» **What to work on**
Of the lines below, reproduce exactly those from the line containing "# mark a point on every instance of the ice seracs;" to the end, including both the first and the last.

» **Source data**
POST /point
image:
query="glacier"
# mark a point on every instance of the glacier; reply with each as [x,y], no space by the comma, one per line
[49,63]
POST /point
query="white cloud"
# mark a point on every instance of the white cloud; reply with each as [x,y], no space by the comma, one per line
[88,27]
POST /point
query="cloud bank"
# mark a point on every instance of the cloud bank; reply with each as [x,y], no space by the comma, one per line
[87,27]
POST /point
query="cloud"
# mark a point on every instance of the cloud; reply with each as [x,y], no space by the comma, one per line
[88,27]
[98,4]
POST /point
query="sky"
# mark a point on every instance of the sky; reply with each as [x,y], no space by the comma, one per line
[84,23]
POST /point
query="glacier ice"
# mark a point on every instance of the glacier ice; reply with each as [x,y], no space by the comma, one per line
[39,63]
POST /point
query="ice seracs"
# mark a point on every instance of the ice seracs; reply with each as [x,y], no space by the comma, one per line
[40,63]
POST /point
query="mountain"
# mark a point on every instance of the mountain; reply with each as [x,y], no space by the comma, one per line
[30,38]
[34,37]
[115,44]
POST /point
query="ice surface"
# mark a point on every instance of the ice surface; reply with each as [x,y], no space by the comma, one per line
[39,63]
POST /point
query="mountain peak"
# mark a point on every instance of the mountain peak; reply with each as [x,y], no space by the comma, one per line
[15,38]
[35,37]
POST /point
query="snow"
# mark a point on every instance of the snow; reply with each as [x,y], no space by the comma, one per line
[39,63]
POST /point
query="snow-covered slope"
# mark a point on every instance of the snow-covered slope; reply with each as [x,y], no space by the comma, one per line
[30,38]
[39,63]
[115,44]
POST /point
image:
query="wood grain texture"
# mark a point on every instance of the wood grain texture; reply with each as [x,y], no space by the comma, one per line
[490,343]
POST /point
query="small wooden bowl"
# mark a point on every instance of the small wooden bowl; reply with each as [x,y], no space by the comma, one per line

» **Solution for this problem**
# mark a point on every instance of the ice seracs; reply with each as [x,y], no space by the comma, one per line
[40,63]
POST /point
query="mountain"
# mark a point on every instance of the mountain; reply with each as [x,y], no space by the comma, one per line
[30,38]
[34,37]
[115,44]
POST /point
query="ice surface"
# mark a point on every instance of the ice surface; reply with each as [x,y], no space by the comma, one per line
[39,63]
POST /point
query="mountain peak"
# mark a point on every instance of the mountain peak; reply with each as [x,y], no space by the comma, one per line
[15,38]
[35,37]
POST /point
query="snow"
# mark a point on every instance of the snow; reply with each as [x,y], no space by the comma, one per line
[39,63]
POST /point
query="snow-covered slope"
# mark a point on every instance of the snow-covered slope; reply with each as [x,y], no space by the comma, one per line
[30,38]
[39,63]
[115,44]
POST /point
image:
query="wood grain texture"
# mark a point on every instance of the wood grain texture; reply with each as [x,y], no space by the comma, one per line
[490,343]
POST /point
query="small wooden bowl"
# mark a point on every instance of the small wooden bowl; reply with each as [x,y], no space by the comma, one per line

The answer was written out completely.